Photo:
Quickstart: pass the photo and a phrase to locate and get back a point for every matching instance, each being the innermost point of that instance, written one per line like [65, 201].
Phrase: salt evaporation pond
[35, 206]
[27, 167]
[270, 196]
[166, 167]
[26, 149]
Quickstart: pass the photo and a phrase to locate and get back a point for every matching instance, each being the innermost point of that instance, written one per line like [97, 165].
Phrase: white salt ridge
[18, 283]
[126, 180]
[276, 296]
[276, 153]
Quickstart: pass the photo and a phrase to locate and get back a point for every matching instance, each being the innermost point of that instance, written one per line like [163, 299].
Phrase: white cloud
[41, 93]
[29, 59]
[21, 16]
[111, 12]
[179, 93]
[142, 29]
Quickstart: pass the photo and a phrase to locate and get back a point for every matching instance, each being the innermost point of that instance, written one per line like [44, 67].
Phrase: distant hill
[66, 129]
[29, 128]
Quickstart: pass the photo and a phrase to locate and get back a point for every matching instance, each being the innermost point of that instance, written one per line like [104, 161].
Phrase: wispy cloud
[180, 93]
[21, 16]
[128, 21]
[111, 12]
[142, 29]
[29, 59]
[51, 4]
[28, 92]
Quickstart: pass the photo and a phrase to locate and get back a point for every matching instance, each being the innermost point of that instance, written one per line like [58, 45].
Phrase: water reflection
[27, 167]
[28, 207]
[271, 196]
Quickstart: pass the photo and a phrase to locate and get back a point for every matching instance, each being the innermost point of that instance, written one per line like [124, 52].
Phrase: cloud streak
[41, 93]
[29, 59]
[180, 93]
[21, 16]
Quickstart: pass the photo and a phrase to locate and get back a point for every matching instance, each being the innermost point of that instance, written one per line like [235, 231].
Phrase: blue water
◇ ◇ ◇ ◇
# [Short problem]
Could you write out all the records above again with every "innermost" changed to "central", leaving everything else as it is?

# [Worked solution]
Photo:
Quickstart: pass the photo and a phrase to locate and get back a point for every matching instance, each being the central point of that instance, written one per line like [65, 201].
Phrase: salt evaporation pond
[35, 206]
[27, 167]
[270, 196]
[166, 167]
[26, 149]
Quickstart: pass the photo and a phrase to locate and get back a point for every matching instance, each being the central point of that instance, written one per line like [97, 165].
Phrase: white salt ridge
[18, 283]
[126, 180]
[276, 296]
[276, 153]
Quickstart: pass the photo and a phrase to locate and get back a point for every matching instance, each being the central point of that instance, written one per line like [163, 299].
Phrase: white cloud
[41, 93]
[29, 59]
[21, 16]
[111, 12]
[179, 93]
[142, 29]
Quickstart: pass the photo and a phrase to locate and get back a point for every matching instance, each being the central point of that instance, written one per line like [44, 67].
Phrase: distant hill
[66, 129]
[29, 128]
Quickstart: pass the photo and a phrase to locate and get back a point for every matching instance, each being the central point of that instance, written one per line like [104, 161].
Phrase: wispy cloud
[180, 93]
[21, 16]
[128, 21]
[111, 12]
[142, 29]
[29, 59]
[51, 4]
[28, 92]
Quickstart: pass the photo and a phrase to locate and get back a point for every matching instance, each being the central point of that instance, written one per line like [58, 45].
Phrase: water reflection
[27, 167]
[28, 207]
[271, 196]
Quickstart: pass the photo and a phrase to locate and get back a point for every matching instance, each being the central point of that instance, written one per line like [124, 52].
Phrase: cloud streak
[41, 93]
[29, 59]
[180, 93]
[21, 16]
Quickstart: pass the photo and a phrase to locate and get back a point for every matching instance, each being the central point of that instance, written one per line like [235, 231].
Phrase: blue water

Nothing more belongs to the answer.